Aim of the task = Reproduce the entries in full and exactly. Pictures stay out.
[Supplied material]
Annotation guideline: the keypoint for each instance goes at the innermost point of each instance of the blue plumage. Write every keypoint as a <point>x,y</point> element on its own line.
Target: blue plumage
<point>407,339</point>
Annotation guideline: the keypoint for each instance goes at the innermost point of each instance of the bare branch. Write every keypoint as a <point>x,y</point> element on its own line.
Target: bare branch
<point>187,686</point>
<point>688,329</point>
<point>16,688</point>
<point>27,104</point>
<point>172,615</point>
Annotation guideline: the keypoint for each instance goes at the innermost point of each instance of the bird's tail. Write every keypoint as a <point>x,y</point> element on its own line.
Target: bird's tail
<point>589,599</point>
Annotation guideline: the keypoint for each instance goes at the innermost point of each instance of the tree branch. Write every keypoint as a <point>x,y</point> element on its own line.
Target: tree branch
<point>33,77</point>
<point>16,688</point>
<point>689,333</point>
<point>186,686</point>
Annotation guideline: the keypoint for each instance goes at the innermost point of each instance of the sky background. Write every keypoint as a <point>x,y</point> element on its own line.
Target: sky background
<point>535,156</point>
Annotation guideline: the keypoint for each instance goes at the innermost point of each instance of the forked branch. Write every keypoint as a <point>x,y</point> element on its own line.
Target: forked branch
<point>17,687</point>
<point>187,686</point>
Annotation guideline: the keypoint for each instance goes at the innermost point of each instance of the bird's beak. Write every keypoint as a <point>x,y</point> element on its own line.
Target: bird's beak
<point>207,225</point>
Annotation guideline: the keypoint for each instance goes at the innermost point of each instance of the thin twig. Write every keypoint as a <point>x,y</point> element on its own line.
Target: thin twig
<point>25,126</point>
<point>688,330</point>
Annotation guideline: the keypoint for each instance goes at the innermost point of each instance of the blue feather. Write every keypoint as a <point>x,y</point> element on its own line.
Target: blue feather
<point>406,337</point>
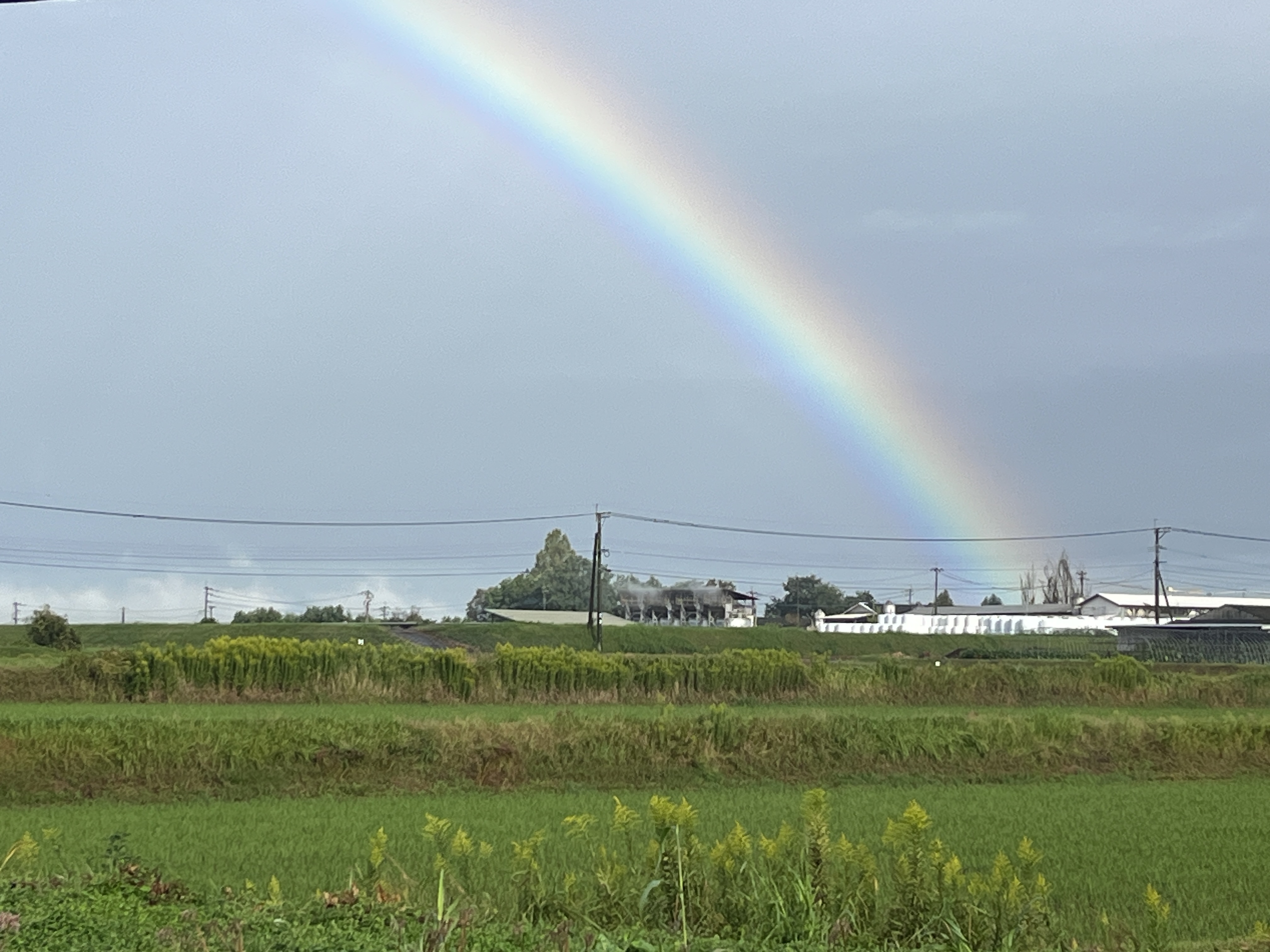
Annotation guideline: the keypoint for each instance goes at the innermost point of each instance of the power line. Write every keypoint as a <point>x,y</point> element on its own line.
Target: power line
<point>784,534</point>
<point>218,573</point>
<point>322,524</point>
<point>1221,535</point>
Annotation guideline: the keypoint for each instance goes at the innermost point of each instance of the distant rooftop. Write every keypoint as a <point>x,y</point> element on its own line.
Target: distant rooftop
<point>538,616</point>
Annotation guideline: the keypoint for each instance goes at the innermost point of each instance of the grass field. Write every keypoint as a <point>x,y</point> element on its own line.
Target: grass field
<point>643,639</point>
<point>1202,843</point>
<point>651,639</point>
<point>1119,774</point>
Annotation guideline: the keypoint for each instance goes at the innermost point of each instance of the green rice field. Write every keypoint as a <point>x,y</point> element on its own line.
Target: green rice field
<point>1202,843</point>
<point>266,761</point>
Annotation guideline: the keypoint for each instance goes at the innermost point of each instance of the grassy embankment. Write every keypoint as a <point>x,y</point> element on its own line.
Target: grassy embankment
[/Supplied material]
Answer to this task =
Annotation guideline: the keypoint for each instance goes at the innermost point of each instance of the blue plumage. Write every keypoint as a <point>x,y</point> element on its own line.
Target: blue plumage
<point>407,339</point>
Annotation guideline: the keypoint for each instance goes at the innermost point of each instance of the bare branch. Write every keypoint as a <point>x,y</point> element on its own line.
Target: bare branch
<point>187,686</point>
<point>688,329</point>
<point>16,688</point>
<point>27,104</point>
<point>172,615</point>
Annotation guideline: the keypoint for each instance goes at the innermost point of each instance of the bird's tail. Write every keypoint as a <point>x,y</point> element on its own line.
Target: bird's tail
<point>589,599</point>
Annotation guideline: the keypoint for each instance goes at the innermost point of each instance of the tree branch. Write every keypoint as a <point>x,y</point> element on its own line.
Target: tree branch
<point>33,77</point>
<point>16,688</point>
<point>689,333</point>
<point>186,686</point>
Annotation guideline: the keypoint for each instance goes at the innermost point of each instance of the sky background. Write every keypoint as a <point>x,y</point> element on its own line.
Target: sky background
<point>535,156</point>
Annotation guideline: the keypoint for each instance goes at the innermost point of each instance of the forked branch. Write every keypoint as a <point>x,y</point> element on its own line.
Target: forked branch
<point>17,687</point>
<point>187,686</point>
Annotation guideline: the keypoint for each instance goes at the innermost point of each instance of the bird's beak. Write every keypoint as a <point>x,y</point> element on its own line.
Target: bird's beak
<point>207,225</point>
Annotation guideline: the keypoint for each instance goes at the innermost point of each instance of the thin twig. Write every keypoint as a <point>x,y</point> element on its own line.
Target: thin twig
<point>25,126</point>
<point>688,330</point>
Annotation guideline: the keypoint for each instance goes at the innermost point of each instance of the blue feather. Write every keypoint as a <point>x,y</point> element on its own line.
Target: blue feather
<point>406,337</point>
Annotation guideline: the keypoint for each instance goes at the innermost point of each instance of the power line. Write every keypoint as a <point>x,y</point> element on its own line.
Target: power line
<point>784,534</point>
<point>218,573</point>
<point>322,524</point>
<point>1221,535</point>
Annotation guideline: the keypoint for each instance goes at the innermost point of each instance of the distant rooftop. Write every keypoint as a <point>x,y</point> element on its own line.
Target: distant rooftop
<point>538,616</point>
Annotation guideline: the keypoint for each instance goes at the innermost point of each instance of the grass field. Write every keypoint as a <point>x,y</point> element on its own line.
Target: grass field
<point>643,639</point>
<point>1202,843</point>
<point>651,639</point>
<point>1119,774</point>
Annotation guideline: the keypoint for each instance goes at the innermost point of each instance of the green rice field. Write every keypoint as a <point>x,y</point> element on its own line.
Target: green rice field
<point>1202,843</point>
<point>266,761</point>
Annotation guideline: the keypoint for each instance goes at the innermost point of each instance of the grassy embankment. Write every keypoint as a <point>x,y</point> element on its own line.
Target: grassy embankment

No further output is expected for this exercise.